( – promoted by lowkell)
This series* – attempting to show how the political crisis in our times is in some ways a replay of the run-up to the American Civil War – requires that we see that event for what it was.
As a people, we remain intensely involved in that time in our history, though we do not have a clear understanding of it. As a nation, our relationship with that war is unhealthy.
We Americans tend to celebrate the Civil War. We tend to romanticize it as with Ken Burns’ Civil War series, using the hauntingly beautiful “Ashokan Farewell,” played on the violin, and as with films like “Gettysburg,” with its uplifting music accompanying the slaughter of Pickett’s Charge.
But that sentimentality tends to obscure the reality that this conflict was a national nightmare — perhaps the ugliest event in the civilized world in that period — killing more than half a million American men out of a nation of 27 million. It inflicted wounds that have still not completely healed, as anyone can tell who lives in the South and sees the role played even now by the Confederate Flag.

Entries from a dataset:
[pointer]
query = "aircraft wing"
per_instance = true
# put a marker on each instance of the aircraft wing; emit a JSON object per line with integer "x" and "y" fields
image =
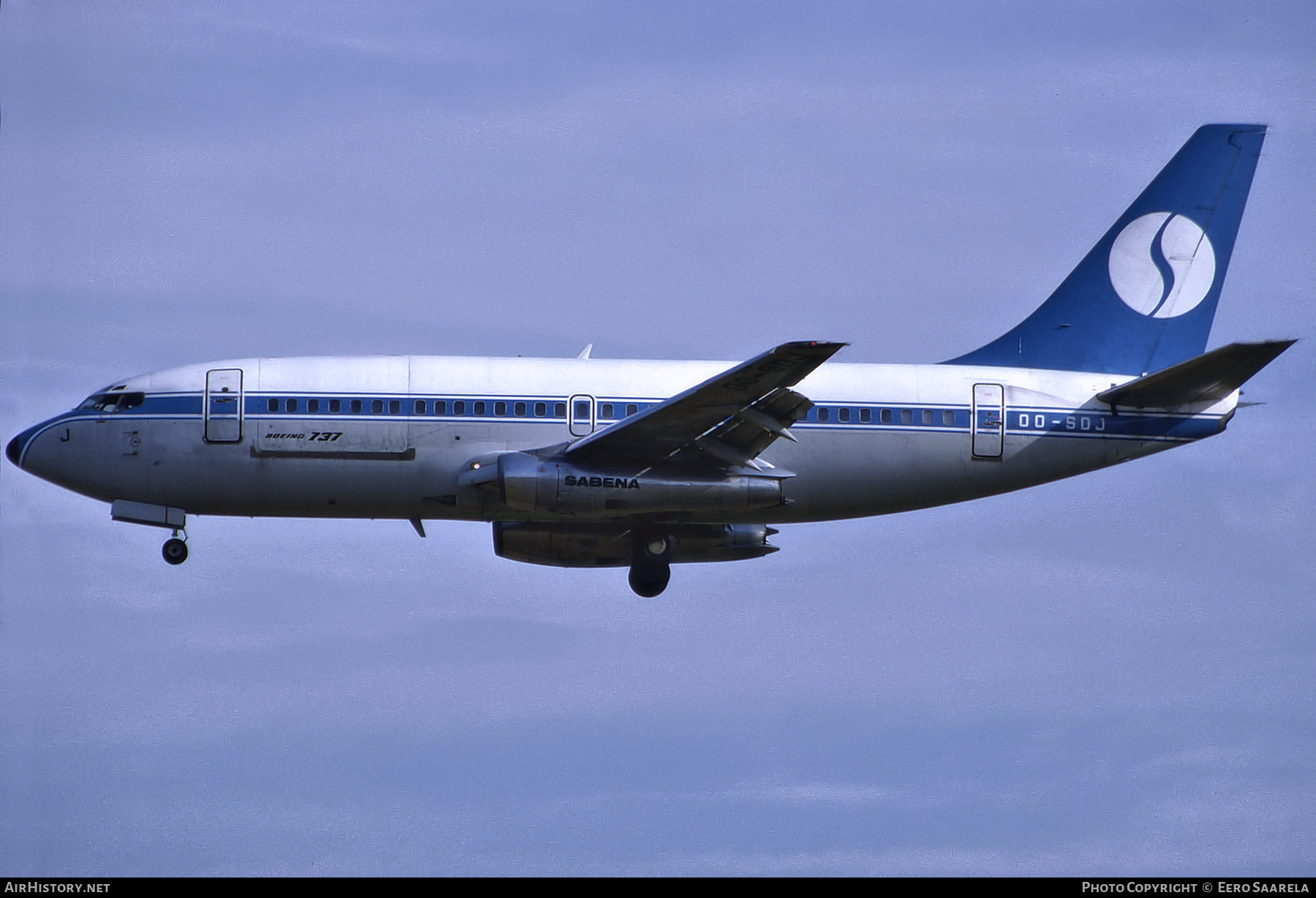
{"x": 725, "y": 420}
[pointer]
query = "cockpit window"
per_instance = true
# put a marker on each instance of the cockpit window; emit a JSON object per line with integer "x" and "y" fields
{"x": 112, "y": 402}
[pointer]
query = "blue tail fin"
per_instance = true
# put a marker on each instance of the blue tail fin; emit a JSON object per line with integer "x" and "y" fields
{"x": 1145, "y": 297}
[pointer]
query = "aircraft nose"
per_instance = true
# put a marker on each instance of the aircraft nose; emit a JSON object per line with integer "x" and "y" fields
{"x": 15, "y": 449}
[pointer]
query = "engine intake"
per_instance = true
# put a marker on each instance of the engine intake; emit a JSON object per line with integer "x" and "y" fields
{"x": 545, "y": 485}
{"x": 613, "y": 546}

==

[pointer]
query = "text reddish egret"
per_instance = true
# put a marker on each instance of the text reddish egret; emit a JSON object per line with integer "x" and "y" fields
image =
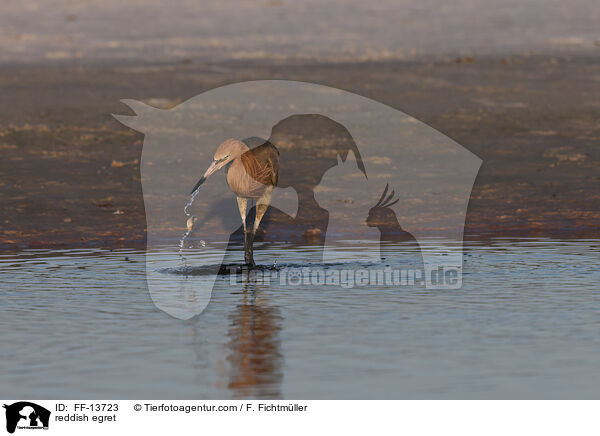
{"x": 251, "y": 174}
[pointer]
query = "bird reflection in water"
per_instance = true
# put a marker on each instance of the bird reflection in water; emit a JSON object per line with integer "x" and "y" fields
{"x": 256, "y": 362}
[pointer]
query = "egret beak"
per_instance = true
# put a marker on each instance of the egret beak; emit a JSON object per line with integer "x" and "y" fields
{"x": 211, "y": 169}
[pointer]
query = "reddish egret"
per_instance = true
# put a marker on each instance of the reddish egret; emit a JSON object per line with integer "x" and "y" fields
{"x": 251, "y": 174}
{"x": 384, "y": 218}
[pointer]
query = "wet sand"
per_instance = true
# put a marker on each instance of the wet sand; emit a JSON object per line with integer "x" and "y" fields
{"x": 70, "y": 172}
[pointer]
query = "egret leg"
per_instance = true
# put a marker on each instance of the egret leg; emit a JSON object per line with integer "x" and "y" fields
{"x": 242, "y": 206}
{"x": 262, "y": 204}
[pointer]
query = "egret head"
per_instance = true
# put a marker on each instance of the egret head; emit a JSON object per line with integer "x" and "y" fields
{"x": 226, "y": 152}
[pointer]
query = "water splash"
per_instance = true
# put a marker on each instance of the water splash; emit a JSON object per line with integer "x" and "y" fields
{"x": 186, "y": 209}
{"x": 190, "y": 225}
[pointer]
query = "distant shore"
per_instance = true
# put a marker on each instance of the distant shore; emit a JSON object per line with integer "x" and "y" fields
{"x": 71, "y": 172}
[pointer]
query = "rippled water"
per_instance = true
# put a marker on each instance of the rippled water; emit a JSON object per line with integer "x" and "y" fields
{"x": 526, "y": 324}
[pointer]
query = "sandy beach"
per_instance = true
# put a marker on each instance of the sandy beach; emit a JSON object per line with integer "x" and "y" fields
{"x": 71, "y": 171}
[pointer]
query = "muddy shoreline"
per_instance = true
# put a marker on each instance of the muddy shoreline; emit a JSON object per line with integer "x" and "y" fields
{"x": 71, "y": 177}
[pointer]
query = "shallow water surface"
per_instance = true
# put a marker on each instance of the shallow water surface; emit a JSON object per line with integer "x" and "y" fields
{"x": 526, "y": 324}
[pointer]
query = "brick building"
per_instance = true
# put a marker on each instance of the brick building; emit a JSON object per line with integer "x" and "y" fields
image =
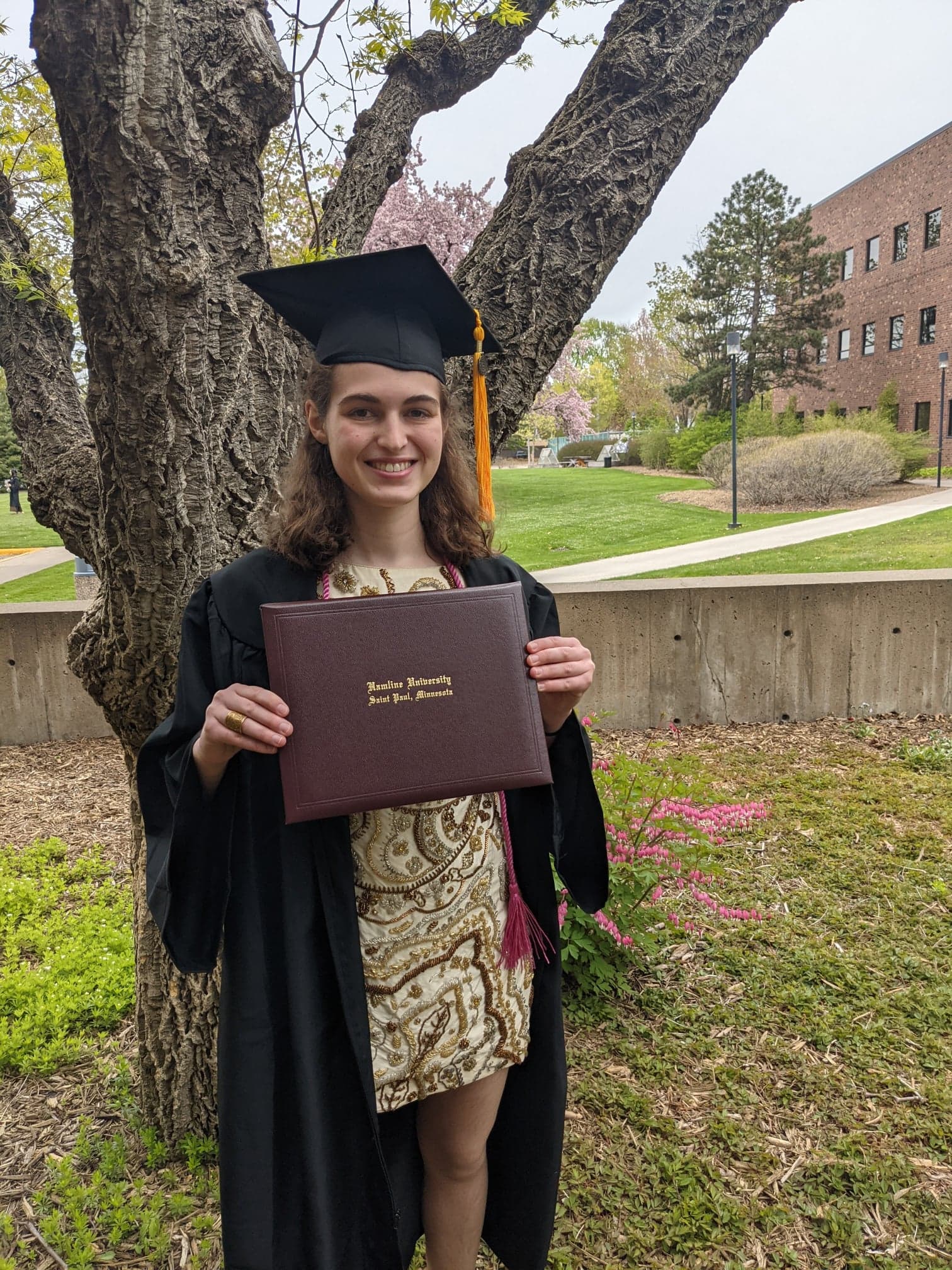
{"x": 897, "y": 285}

- _Work to do_: Could you duplicate the Civil War essay word for word, from "As a people, we" up to and including "war is unhealthy."? The rows stand apart from the essay on the Civil War.

- _Task solution_:
As a people, we remain intensely involved in that time in our history, though we do not have a clear understanding of it. As a nation, our relationship with that war is unhealthy.